Materials provided >>
┌────────

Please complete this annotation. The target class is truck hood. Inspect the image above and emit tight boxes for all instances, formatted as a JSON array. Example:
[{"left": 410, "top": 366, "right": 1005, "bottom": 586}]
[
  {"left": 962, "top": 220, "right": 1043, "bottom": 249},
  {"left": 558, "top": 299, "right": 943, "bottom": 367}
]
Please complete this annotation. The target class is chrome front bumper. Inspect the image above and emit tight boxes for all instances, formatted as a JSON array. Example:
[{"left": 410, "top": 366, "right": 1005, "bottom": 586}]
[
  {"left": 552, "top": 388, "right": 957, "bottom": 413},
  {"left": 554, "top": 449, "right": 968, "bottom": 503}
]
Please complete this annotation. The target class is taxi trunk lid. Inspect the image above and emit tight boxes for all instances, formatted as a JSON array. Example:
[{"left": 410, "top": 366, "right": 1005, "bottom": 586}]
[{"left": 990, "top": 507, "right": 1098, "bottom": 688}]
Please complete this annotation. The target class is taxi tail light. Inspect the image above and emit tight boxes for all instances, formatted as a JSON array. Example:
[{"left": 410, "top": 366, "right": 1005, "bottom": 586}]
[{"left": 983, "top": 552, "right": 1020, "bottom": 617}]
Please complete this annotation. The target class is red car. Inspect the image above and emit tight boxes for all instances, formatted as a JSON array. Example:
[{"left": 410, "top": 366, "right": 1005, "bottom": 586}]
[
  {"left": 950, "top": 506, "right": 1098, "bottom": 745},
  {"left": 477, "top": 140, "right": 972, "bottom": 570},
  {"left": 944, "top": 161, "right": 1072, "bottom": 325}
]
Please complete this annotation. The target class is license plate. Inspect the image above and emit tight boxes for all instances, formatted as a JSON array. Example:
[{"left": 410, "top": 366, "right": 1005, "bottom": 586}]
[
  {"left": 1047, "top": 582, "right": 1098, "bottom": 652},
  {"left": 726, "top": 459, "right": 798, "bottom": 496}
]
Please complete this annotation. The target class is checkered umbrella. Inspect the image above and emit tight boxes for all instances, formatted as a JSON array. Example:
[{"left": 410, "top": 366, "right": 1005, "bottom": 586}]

└────────

What you should do >> Go through the entries above and restate each one exactly.

Solution to this exercise >>
Please complete this annotation. The target class is truck hood. Inspect the image above and emit tight boxes for all instances, formatted as a JSON array. Example:
[{"left": 410, "top": 366, "right": 1005, "bottom": 586}]
[
  {"left": 962, "top": 220, "right": 1043, "bottom": 249},
  {"left": 558, "top": 299, "right": 943, "bottom": 367}
]
Please complete this annotation. The target class is chrome front bumper. Inspect the image above and emit tight boxes for all instances, formatted as a JSON array. Example:
[{"left": 410, "top": 366, "right": 1005, "bottom": 586}]
[
  {"left": 552, "top": 388, "right": 957, "bottom": 413},
  {"left": 554, "top": 449, "right": 968, "bottom": 503}
]
Please complete this annotation. The target class is taxi trunk lid. Inspect the image above and emit tight boxes for all instances, formatted as a JSON array. Example:
[{"left": 410, "top": 366, "right": 1005, "bottom": 586}]
[{"left": 990, "top": 507, "right": 1098, "bottom": 688}]
Please complete this annotation. The target class is taxi tail light. Inspect the image above and emit tight boxes for all instances, formatted as a JSON array. Example:
[{"left": 410, "top": 366, "right": 1005, "bottom": 586}]
[{"left": 983, "top": 552, "right": 1020, "bottom": 617}]
Please complete this annotation. The target class is red car. Inspect the image above and emit tight boxes for all instances, formatted as a JSON array. Example:
[{"left": 410, "top": 366, "right": 1005, "bottom": 586}]
[
  {"left": 950, "top": 506, "right": 1098, "bottom": 745},
  {"left": 477, "top": 140, "right": 972, "bottom": 570},
  {"left": 944, "top": 161, "right": 1072, "bottom": 325}
]
Please complete this annotation. The target class is license plate. Inspect the image above and emit tight boxes for all instances, formatted as a JSON array. Example:
[{"left": 410, "top": 366, "right": 1005, "bottom": 586}]
[
  {"left": 1047, "top": 582, "right": 1098, "bottom": 652},
  {"left": 726, "top": 459, "right": 798, "bottom": 496}
]
Please complete this annotation. The target class is checkered umbrella. Inspect the image above and emit tight boxes for all instances, formatted as a JSON array. Example:
[{"left": 410, "top": 366, "right": 1005, "bottom": 586}]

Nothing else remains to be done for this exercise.